Dataset>

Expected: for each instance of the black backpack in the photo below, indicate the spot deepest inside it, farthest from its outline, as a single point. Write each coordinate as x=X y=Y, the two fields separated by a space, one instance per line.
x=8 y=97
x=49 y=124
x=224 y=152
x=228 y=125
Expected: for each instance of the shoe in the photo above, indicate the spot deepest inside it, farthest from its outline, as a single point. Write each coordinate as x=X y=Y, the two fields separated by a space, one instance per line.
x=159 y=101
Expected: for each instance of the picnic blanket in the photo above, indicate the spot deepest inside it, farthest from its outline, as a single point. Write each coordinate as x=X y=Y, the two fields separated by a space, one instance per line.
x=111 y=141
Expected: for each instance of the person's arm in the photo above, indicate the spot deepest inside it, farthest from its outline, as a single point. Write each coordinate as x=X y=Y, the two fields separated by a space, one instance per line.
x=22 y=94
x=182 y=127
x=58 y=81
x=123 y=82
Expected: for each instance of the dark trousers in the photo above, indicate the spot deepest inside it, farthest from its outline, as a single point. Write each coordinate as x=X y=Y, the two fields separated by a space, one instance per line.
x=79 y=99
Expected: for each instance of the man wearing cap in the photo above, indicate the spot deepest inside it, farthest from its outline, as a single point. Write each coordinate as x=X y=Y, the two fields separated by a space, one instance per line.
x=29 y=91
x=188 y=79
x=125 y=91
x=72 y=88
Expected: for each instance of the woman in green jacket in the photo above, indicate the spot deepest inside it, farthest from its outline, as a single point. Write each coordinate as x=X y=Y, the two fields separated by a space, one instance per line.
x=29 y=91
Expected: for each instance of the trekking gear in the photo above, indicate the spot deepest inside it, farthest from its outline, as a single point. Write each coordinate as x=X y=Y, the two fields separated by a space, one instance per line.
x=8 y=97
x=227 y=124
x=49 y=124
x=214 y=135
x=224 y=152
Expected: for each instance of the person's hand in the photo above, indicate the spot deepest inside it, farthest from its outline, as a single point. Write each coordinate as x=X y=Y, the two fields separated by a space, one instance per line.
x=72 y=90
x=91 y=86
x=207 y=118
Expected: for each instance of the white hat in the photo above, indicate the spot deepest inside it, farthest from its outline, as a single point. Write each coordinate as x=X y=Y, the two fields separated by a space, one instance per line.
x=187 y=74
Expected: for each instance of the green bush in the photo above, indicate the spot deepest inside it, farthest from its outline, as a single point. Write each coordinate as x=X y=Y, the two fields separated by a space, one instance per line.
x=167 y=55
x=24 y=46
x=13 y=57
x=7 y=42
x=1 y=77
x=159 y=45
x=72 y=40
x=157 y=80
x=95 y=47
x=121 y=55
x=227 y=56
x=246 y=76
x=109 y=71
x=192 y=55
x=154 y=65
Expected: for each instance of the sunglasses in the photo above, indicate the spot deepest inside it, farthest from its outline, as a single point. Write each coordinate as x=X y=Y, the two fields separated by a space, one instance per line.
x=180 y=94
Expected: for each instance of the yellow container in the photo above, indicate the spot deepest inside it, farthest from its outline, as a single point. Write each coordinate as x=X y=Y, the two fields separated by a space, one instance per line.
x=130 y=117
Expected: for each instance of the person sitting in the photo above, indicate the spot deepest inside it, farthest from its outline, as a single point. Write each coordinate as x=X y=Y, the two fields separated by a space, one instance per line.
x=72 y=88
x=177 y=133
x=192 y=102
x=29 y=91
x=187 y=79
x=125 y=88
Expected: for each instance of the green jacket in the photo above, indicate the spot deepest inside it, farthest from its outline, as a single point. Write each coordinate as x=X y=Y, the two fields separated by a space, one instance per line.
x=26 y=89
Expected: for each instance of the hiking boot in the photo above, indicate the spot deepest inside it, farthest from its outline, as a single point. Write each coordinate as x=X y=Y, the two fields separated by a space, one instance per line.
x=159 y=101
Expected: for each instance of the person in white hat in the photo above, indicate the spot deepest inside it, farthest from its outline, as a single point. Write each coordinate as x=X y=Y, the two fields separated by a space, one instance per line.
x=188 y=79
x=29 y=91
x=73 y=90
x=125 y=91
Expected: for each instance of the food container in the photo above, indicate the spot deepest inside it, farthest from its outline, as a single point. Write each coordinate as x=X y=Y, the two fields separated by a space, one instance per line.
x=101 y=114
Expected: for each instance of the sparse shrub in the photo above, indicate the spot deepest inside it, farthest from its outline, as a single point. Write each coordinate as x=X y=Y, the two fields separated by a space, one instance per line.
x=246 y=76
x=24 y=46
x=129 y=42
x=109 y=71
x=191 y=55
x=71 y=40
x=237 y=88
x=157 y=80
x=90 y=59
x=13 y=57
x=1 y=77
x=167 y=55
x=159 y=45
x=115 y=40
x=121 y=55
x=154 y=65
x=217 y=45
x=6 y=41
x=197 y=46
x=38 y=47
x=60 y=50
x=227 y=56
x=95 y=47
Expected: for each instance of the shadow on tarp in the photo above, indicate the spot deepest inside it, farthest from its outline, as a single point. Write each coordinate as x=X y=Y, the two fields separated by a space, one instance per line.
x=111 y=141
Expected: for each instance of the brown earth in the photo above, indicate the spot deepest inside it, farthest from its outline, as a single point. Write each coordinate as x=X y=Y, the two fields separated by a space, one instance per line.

Work required> Revise the material above, replacing "farthest from its outline" with "most distant from its boundary" wherever it occurs and leaving everything else unchanged.

Answer below>
Expected: for each instance of the black backpack in the photo below, indicate the spot deepest inside it, most distant from its boundary, as a single point. Write each coordinate as x=X y=Y, the two fields separated by a space, one instance per line.
x=8 y=97
x=49 y=124
x=224 y=152
x=228 y=125
Expected: for each instance of the shoe in the photo above, indicate the spot deepest inside it, most distant from its boundary, as a single point. Write each coordinate as x=X y=Y, the two fields separated by a space, one instance per line.
x=159 y=101
Expected: for each instance of the picnic blanket in the photo above, indicate the spot deepest inside it, most distant from its boundary, as a single point. Write each coordinate as x=X y=Y, the two fields separated by a space, one instance per line.
x=111 y=141
Expected: for each instance of the person's arm in the photo above, indicate the spot deepest inside it, most distant from its boundary, as a single point. Write each coordinate as x=X y=Y, the two fields separated by a space, one instance per line.
x=22 y=94
x=182 y=127
x=58 y=81
x=123 y=82
Expected: for each instance of the dark trousers in the photo above, indicate the spot deepest inside it, most distant from its boundary, as a single point. Write each coordinate as x=X y=Y, the two fields separated by a space, one instance per line.
x=79 y=99
Expected: for each instance of the man wearing cap in the photo above, indicate the spot deepest inside it, most distant from its boundary, as a single point. Write each coordinate as x=X y=Y, the two fields separated by a space, one instance per line.
x=29 y=91
x=188 y=79
x=125 y=91
x=72 y=88
Expected: for each instance of the woman in green jacket in the photo above, indicate the spot deepest inside it, most distant from its boundary, as a single point. Write each coordinate as x=X y=Y, the two fields separated by a space, one instance per line.
x=29 y=91
Expected: for each instance of the trekking gear in the photo above, indicate the spot deepest inside it, most distant from its boundary, as a single point. Write each coordinate as x=X y=Y, the two fields separated by a space, one instance per line.
x=8 y=97
x=227 y=124
x=49 y=124
x=214 y=135
x=224 y=152
Expected: for each instance of the person's hand in the photo above, indicate the spot deepest inside it, most distant from its boundary, as a single point. Write each coordinate as x=X y=Y, the two fields separated by a space, one instance per line.
x=72 y=90
x=91 y=86
x=207 y=118
Expected: for each instance of the white hat in the photo above, indicate the spot deepest inside it, most distant from its boundary, as a single point. Write each coordinate as x=X y=Y, the two fields separated by a space, one instance per line.
x=187 y=74
Expected: for each instance of the green bush in the photo above, indicate the spot deepest inside it, most distant from its boundary, as a single point. Write each coordinate as x=X y=Y, the two fields separated by a space, one instance per line.
x=167 y=55
x=24 y=46
x=13 y=57
x=7 y=42
x=1 y=77
x=159 y=45
x=72 y=40
x=157 y=80
x=95 y=47
x=121 y=55
x=227 y=56
x=246 y=76
x=109 y=71
x=192 y=55
x=154 y=65
Expected: for each instance of the sunglasses in the photo above, indicate the spot deepest inside it, most distant from its boundary, as a single point. Write each coordinate as x=X y=Y, the two fields separated by a space, one instance per line.
x=180 y=94
Expected: for each instance of the yellow container in the photo above, indicate the spot deepest inside it, most distant from its boundary, as a single point. Write each coordinate as x=X y=Y, the two fields separated by a space, one instance per line.
x=130 y=117
Expected: for each instance of the person sitting in the photo above, indicate the spot deepest inside it, most distant from its boundary, as a single point. Write each coordinate as x=X y=Y, the two fields separated by a space, one instance per line.
x=72 y=88
x=177 y=133
x=192 y=102
x=29 y=91
x=187 y=79
x=125 y=88
Expected: for each instance of the green jacket in the photo above, indicate the spot deepest inside it, most distant from its boundary, as a single point. Write each coordinate as x=X y=Y, the two fields separated by a space, one instance per line.
x=26 y=89
Expected: for each instance of the hiking boot in the photo above, indicate the spot deepest inside it, most distant from its boundary, as a single point. Write each coordinate as x=X y=Y, the two fields separated by a space, one instance per line.
x=159 y=101
Expected: for each instance of the person in white hat in the photo above, indicate the spot deepest inside it, most distant from its boundary, as a single point. Write each coordinate as x=X y=Y, the two fields separated by a space, one instance per line.
x=188 y=79
x=29 y=91
x=73 y=90
x=125 y=91
Expected: for each instance of the food container in the photo above, indicate the spot deepest inside it, most distant from its boundary, as a single point. Write each coordinate as x=X y=Y, the two fields separated by a space, one instance per line.
x=101 y=114
Expected: for each instance of the sparse shrub in the photo above, indicate the spot deepest inside it, most distant from its boundary, as a single point. Write each coordinate as x=X y=Y, the two fields separated by a space, one instance per line.
x=246 y=76
x=24 y=46
x=129 y=42
x=109 y=71
x=191 y=55
x=71 y=40
x=237 y=88
x=157 y=80
x=90 y=59
x=13 y=57
x=1 y=77
x=167 y=55
x=159 y=45
x=115 y=40
x=121 y=55
x=154 y=65
x=217 y=45
x=6 y=41
x=197 y=46
x=38 y=47
x=60 y=50
x=227 y=56
x=95 y=47
Expected: for each instance of the shadow on tarp in the photo above, indicate the spot deepest inside it, most distant from its boundary, as a single point. Write each coordinate as x=X y=Y, the two fields separated by a space, one instance per line.
x=111 y=141
Expected: for each instance of the brown earth in the photo above, indicate the spot deepest inside it, most distant from its boundary, as a single point. Write each coordinate as x=X y=Y, the two fields separated by a space, one instance per line.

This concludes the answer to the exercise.